— Start of Source passage —

Tuesday, July 28, 2015

The Art of Sinning
The Sinful Suitors #1

Sabrina Jeffries
Historical Romance
Pub date: July 21, 2015 (ARC review)

H/h - Jeremy Keane/Lady Yvette Barlow
Setting: London, 1829.

Read in July, 2015.
My rating:

                                                   [spoiler alert]

I’m heartbroken and disappointed over the latest Sabrina Jeffies book, the first in a new series called The Sinful Suitors, The Art of Sinning. I dived in, thinking I’ll have a good time nonetheless as I do with any SJ book. Unfortunately, that was not the case. This simply turned out to be... boring.

When I read about The Sinful Suitors, I wasn’t surprised to find that it’s connected to The Duke’s Men. Most of SJ’s series are interlinked thru characters; secondary characters of one series having their own books in a new one. I’d recommend you read both Hellions of the Hallstead Hall and The Duke’s Men series, though The Sinful Suitors doesn’t connect with the former directly at all. There maybe the mention of a character of her older series here and there, but you’d recognize them only if you’ve read the series. It won’t be hindering your enjoyment.

— End of Source passage —
— Start of Data rows —

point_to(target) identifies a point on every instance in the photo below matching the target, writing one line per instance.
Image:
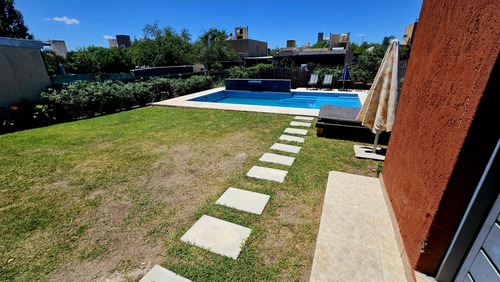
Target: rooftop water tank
(343, 37)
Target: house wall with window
(447, 124)
(23, 73)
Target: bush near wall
(88, 99)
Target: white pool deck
(184, 102)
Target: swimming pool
(305, 100)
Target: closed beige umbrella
(379, 110)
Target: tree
(12, 22)
(97, 59)
(162, 47)
(52, 61)
(213, 49)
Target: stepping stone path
(161, 274)
(218, 236)
(244, 200)
(285, 137)
(266, 173)
(286, 148)
(277, 159)
(298, 123)
(226, 238)
(304, 118)
(296, 131)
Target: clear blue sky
(88, 22)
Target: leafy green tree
(97, 59)
(213, 49)
(162, 47)
(12, 22)
(52, 61)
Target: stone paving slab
(296, 131)
(286, 148)
(366, 152)
(285, 137)
(356, 239)
(266, 173)
(298, 123)
(277, 159)
(218, 236)
(304, 118)
(161, 274)
(244, 200)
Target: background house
(249, 50)
(24, 74)
(334, 52)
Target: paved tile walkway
(266, 173)
(290, 138)
(226, 238)
(244, 200)
(161, 274)
(218, 236)
(285, 148)
(277, 159)
(356, 240)
(296, 131)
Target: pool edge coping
(183, 101)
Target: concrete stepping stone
(266, 173)
(218, 236)
(277, 159)
(161, 274)
(286, 148)
(298, 123)
(304, 118)
(244, 200)
(285, 137)
(296, 131)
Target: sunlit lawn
(109, 197)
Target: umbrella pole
(375, 143)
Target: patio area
(356, 240)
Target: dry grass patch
(107, 198)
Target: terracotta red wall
(438, 145)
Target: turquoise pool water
(306, 100)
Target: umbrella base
(366, 152)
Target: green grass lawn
(110, 197)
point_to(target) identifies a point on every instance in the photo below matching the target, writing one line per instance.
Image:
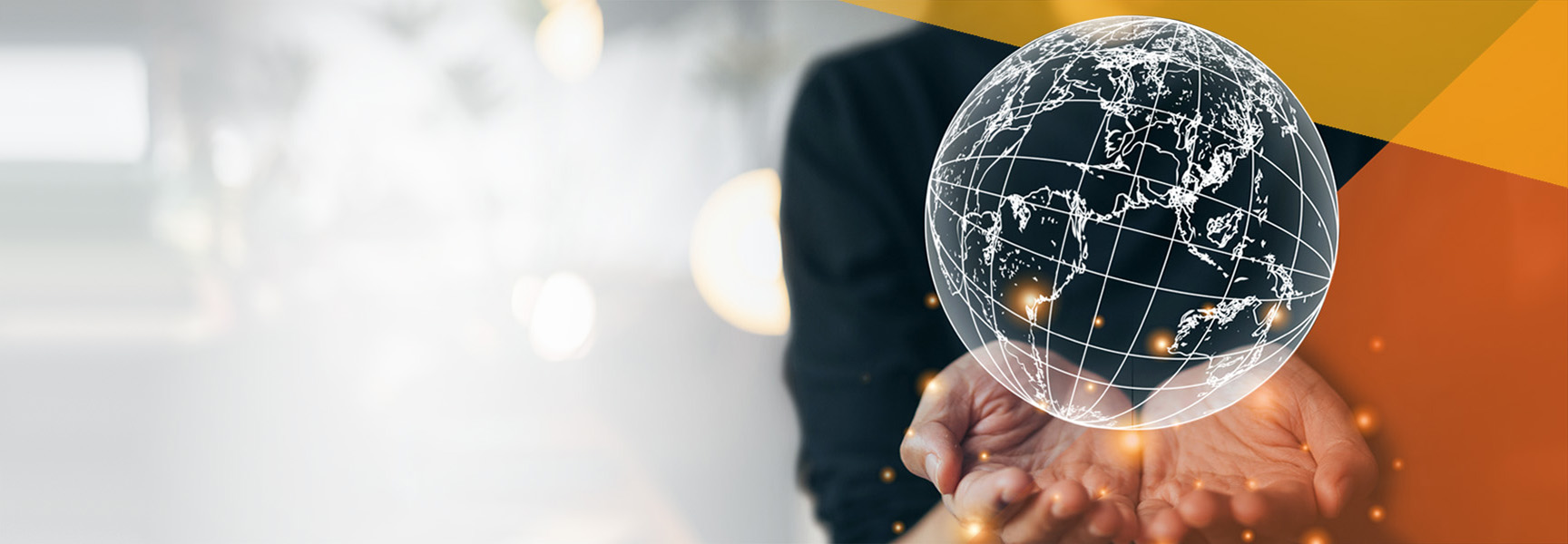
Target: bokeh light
(736, 257)
(564, 316)
(571, 38)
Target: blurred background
(398, 270)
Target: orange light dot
(1159, 342)
(1277, 316)
(926, 382)
(1366, 421)
(1131, 441)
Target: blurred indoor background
(398, 270)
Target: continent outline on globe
(1186, 124)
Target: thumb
(1346, 469)
(930, 445)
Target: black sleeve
(859, 331)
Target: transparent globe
(1132, 223)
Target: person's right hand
(1008, 469)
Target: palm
(1014, 433)
(1266, 466)
(1018, 471)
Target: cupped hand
(1261, 471)
(1008, 469)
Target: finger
(988, 492)
(1210, 513)
(1277, 510)
(1346, 472)
(930, 447)
(1161, 522)
(1048, 515)
(1102, 522)
(930, 451)
(1346, 469)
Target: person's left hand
(1269, 466)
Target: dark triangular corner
(1348, 151)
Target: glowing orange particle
(926, 382)
(1159, 342)
(1366, 421)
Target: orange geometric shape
(1509, 110)
(1464, 273)
(1361, 66)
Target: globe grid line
(1126, 77)
(1230, 277)
(1081, 342)
(1210, 129)
(1111, 259)
(963, 270)
(1137, 283)
(1060, 245)
(1294, 329)
(1048, 208)
(1326, 260)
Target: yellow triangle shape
(1509, 110)
(1361, 66)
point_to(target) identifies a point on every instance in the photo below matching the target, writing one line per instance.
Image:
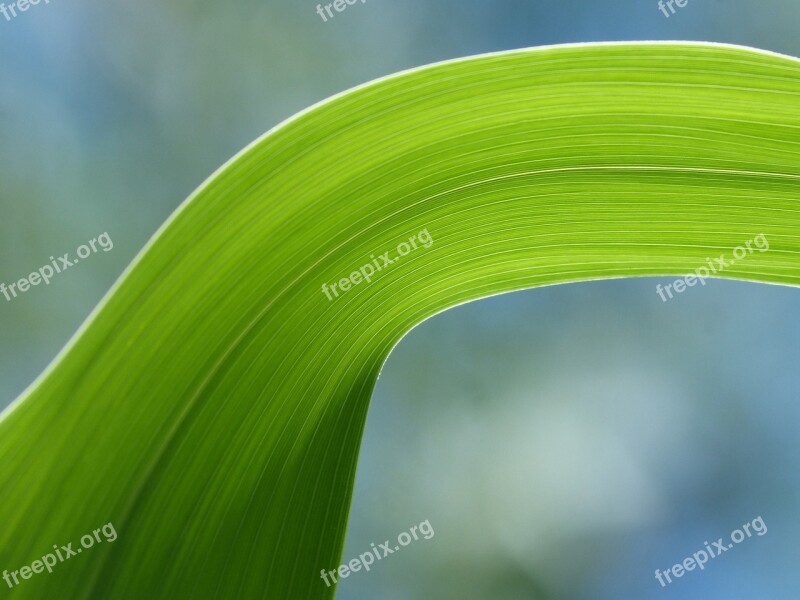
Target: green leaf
(212, 406)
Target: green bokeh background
(563, 442)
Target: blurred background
(563, 442)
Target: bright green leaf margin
(212, 406)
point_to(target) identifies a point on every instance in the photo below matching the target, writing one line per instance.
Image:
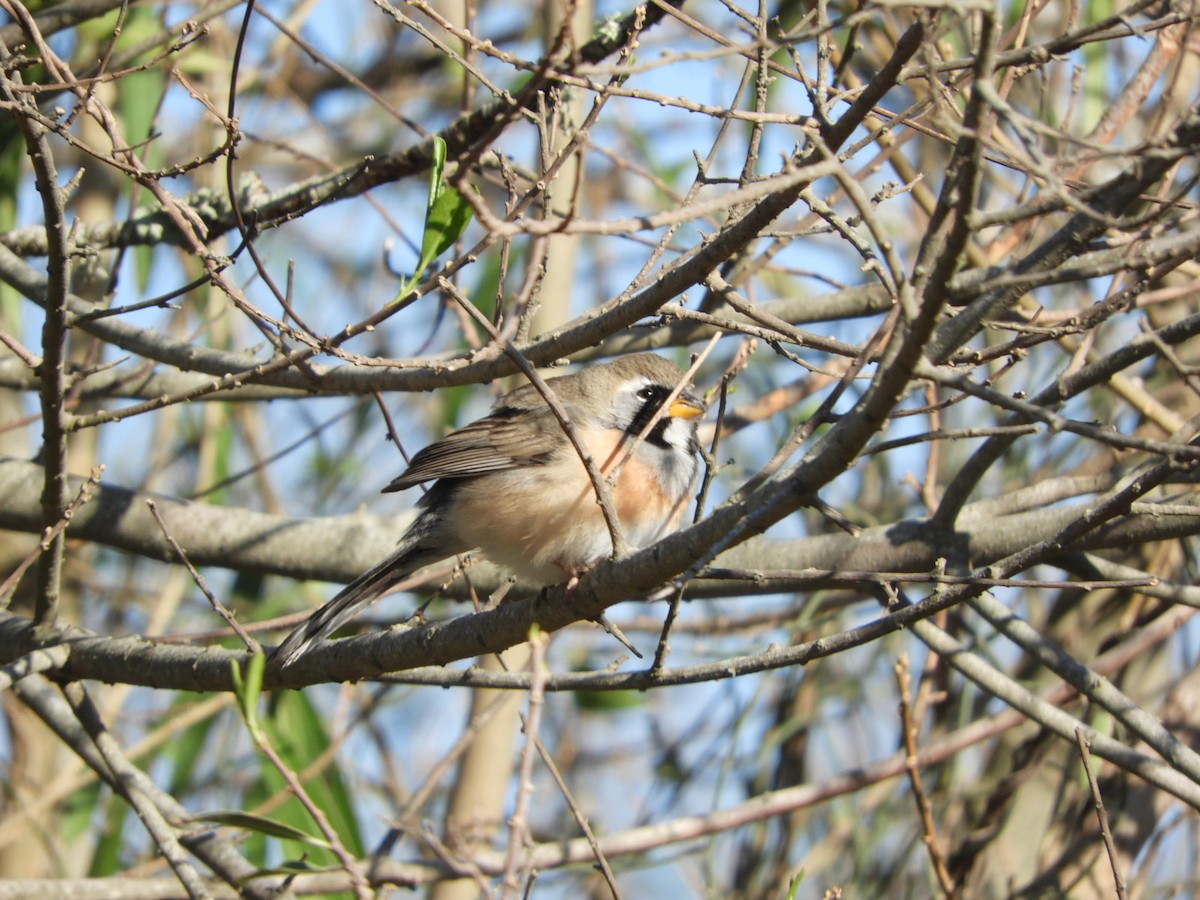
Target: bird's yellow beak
(685, 407)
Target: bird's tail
(411, 556)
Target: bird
(514, 486)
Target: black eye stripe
(652, 396)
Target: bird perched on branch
(513, 484)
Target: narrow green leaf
(249, 689)
(447, 216)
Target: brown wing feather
(505, 439)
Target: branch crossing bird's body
(513, 484)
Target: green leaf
(447, 216)
(249, 689)
(298, 733)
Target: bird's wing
(507, 439)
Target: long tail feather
(359, 593)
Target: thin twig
(217, 606)
(1102, 815)
(909, 730)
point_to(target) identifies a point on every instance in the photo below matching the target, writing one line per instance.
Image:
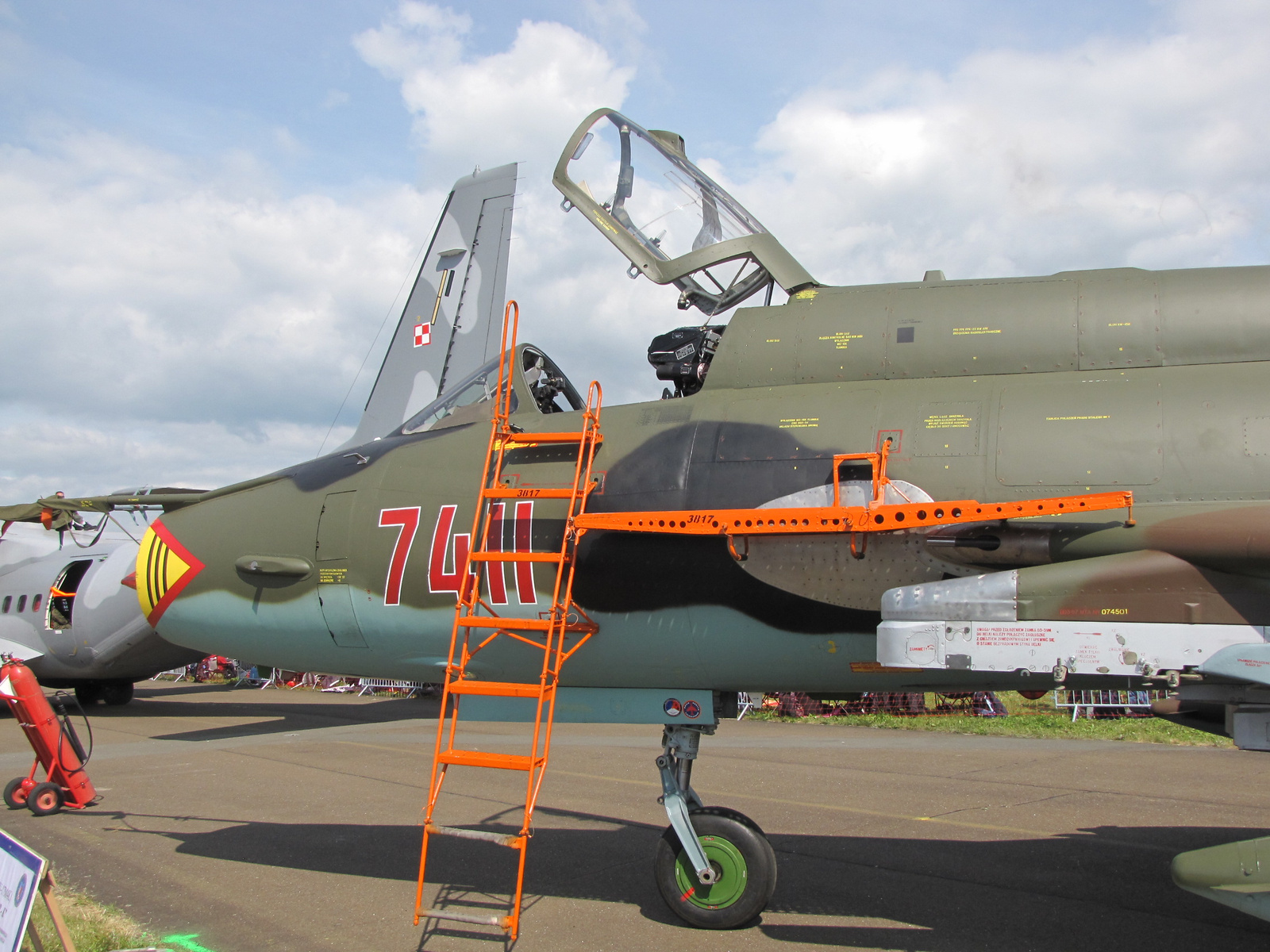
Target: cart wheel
(742, 858)
(44, 799)
(14, 795)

— End of Data rows —

[Tasks to carry out]
a: Name every book series mentioned in the book review.
b: According to the book review, why was the reviewer not surprised that The Sinful Suitors is connected to The Duke's Men?

[Outputs in order]
a: The Sinful Suitors, The Duke's Men, and Hellions of the Hallstead Hall.

b: Most of the author's series are interlinked through characters. Secondary characters from one series get their own books in a new one.